In January 2013, Martin Jinek published a paper in eLife showing that the CRISPR endonuclease Cas9, molecular scissors that silence the DNA of invading viruses in bacteria, could also be used to edit the DNA in human cells. The work coincided with similar findings from George Church at Harvard Medical School and others, and helped launch the CRISPR gene editing revolution.
The key discovery, however, had come a few months earlier, the result of basic scientific curiosity. Jinek, then a postdoc in the lab of Jennifer Doudna at the University of California at Berkeley, had become interested in understanding the molecular machinery driving CRISPR’s gene silencing. In 2010, he and others in the Doudna lab solved one of the first structures of CRISPR-associated (Cas) proteins bound to CRISPR RNA (crRNA). “In many ways it operated like RNA-interference, but the underlying proteins were very different,” says Jinek, who is now an assistant professor at the University of Zurich in Switzerland. “We were just interested in how this was working at the molecular level.”
Then, in August 2012, Jinek and Doudna provided a detailed description of how a protein called Cas9 works with crRNAs to guide the molecular machinery to the specific sequences of DNA to snip. More importantly, he showed that the Cas9 complex could also be customized. “We showed for the first time that you could program Cas9 to change its sequence specificity and cleave essentially any DNA we wanted,” says Jinek.
From there, CRISPR took on a life of its own, with many researchers focusing their efforts on the development of CRISPR-based genome editing tools. Today, these tools are in wide use not only to develop model organisms with engineered genomes for research, but also in efforts to re-introduce the idea of genetic engineering into human medicine. “It’s amazing how fast this has developed,” says Jinek.

§ **SOURCE DATA**:
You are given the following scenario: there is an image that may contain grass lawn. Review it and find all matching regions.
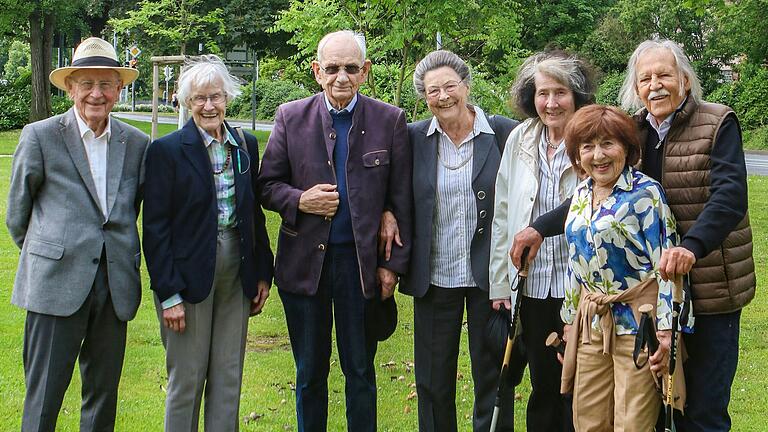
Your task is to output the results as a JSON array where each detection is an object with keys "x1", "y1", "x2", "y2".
[{"x1": 0, "y1": 123, "x2": 768, "y2": 432}]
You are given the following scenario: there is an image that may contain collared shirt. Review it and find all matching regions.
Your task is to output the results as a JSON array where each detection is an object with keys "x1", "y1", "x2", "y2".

§ **INSTRUCTIONS TO FOLLOW**: Copy the part of the CRISPR article between "In January 2013, Martin" and "gene editing revolution.", inclusive, word for word.

§ **EXERCISE RESULT**:
In January 2013, Martin Jinek published a paper in eLife showing that the CRISPR endonuclease Cas9, molecular scissors that silence the DNA of invading viruses in bacteria, could also be used to edit the DNA in human cells. The work coincided with similar findings from George Church at Harvard Medical School and others, and helped launch the CRISPR gene editing revolution.